Poland was the country most devastated by World War II in Eastern Europe, losing about a quarter of its population and almost its entire Jewish community. The aftermath of the war greatly influenced the character of the country. Former Jewish centres in the cities and the stark concentration camps where the Nazis carried out their extermination atrocities remain as the most stirring reminders of the nation's tragedies. Cities destroyed by the war had to be rebuilt from scratch and the many meticulously restored buildings and historic old towns are testimony to the pride and determination of a strong and durable nation.
Warsaw, the capital, was almost totally destroyed by the war and now presents an unusual mix of beautifully restored historic buildings, communist-era concrete structures, and modern fashion and consumerism. The maritime city of Gdañsk, home to the historic garrison at Westerplatte and the legendary Lenin shipyards, was the stage for both the beginning of the Second World War and the disintegration of Eastern European communism. But it is Krakow, the ancient royal capital, that draws the crowds, rivalling the elegance of cities like Prague and Vienna. Having largely escaped the destruction of the war it retains its charming medieval character: the Royal Castle, the grand Market Square, the old Jewish quarter and the nearby Nazi death camps of Auschwitz are all steeped in historical importance.

● SUPPLIED RECORDS:
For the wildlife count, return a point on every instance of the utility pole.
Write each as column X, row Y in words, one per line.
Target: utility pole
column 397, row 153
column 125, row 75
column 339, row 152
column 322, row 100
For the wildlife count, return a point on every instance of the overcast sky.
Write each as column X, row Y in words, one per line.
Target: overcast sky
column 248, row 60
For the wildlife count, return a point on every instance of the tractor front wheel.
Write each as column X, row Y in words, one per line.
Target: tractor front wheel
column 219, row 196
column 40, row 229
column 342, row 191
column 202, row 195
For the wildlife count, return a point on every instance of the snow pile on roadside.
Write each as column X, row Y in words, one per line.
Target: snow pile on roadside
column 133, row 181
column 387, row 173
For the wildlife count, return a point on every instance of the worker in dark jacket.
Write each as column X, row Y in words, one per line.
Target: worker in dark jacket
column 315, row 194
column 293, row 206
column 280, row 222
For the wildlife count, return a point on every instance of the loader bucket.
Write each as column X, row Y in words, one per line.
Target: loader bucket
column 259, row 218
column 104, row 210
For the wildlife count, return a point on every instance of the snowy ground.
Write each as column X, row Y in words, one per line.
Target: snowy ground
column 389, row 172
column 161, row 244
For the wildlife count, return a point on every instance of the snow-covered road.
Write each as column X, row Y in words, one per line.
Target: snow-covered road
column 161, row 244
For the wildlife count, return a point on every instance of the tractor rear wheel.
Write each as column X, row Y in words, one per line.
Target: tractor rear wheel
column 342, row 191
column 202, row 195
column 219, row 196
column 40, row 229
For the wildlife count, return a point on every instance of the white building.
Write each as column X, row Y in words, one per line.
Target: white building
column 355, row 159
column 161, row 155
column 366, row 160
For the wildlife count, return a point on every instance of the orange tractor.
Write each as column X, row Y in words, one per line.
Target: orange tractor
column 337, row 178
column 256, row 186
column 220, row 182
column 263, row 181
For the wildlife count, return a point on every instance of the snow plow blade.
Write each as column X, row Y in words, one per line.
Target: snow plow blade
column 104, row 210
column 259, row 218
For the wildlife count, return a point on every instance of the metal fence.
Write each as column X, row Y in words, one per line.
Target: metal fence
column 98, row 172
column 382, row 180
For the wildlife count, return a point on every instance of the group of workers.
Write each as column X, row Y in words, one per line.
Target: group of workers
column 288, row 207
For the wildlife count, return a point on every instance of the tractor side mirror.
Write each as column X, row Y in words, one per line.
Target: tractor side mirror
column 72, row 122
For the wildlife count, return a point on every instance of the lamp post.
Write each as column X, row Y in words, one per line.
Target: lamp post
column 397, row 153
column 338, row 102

● WHAT NEEDS TO BE DONE:
Please repeat the passage about Poland from "Warsaw, the capital, was" up to and including "in historical importance.", changing "Krakow" to "Cracow".

● EXERCISE RESULT:
Warsaw, the capital, was almost totally destroyed by the war and now presents an unusual mix of beautifully restored historic buildings, communist-era concrete structures, and modern fashion and consumerism. The maritime city of Gdañsk, home to the historic garrison at Westerplatte and the legendary Lenin shipyards, was the stage for both the beginning of the Second World War and the disintegration of Eastern European communism. But it is Cracow, the ancient royal capital, that draws the crowds, rivalling the elegance of cities like Prague and Vienna. Having largely escaped the destruction of the war it retains its charming medieval character: the Royal Castle, the grand Market Square, the old Jewish quarter and the nearby Nazi death camps of Auschwitz are all steeped in historical importance.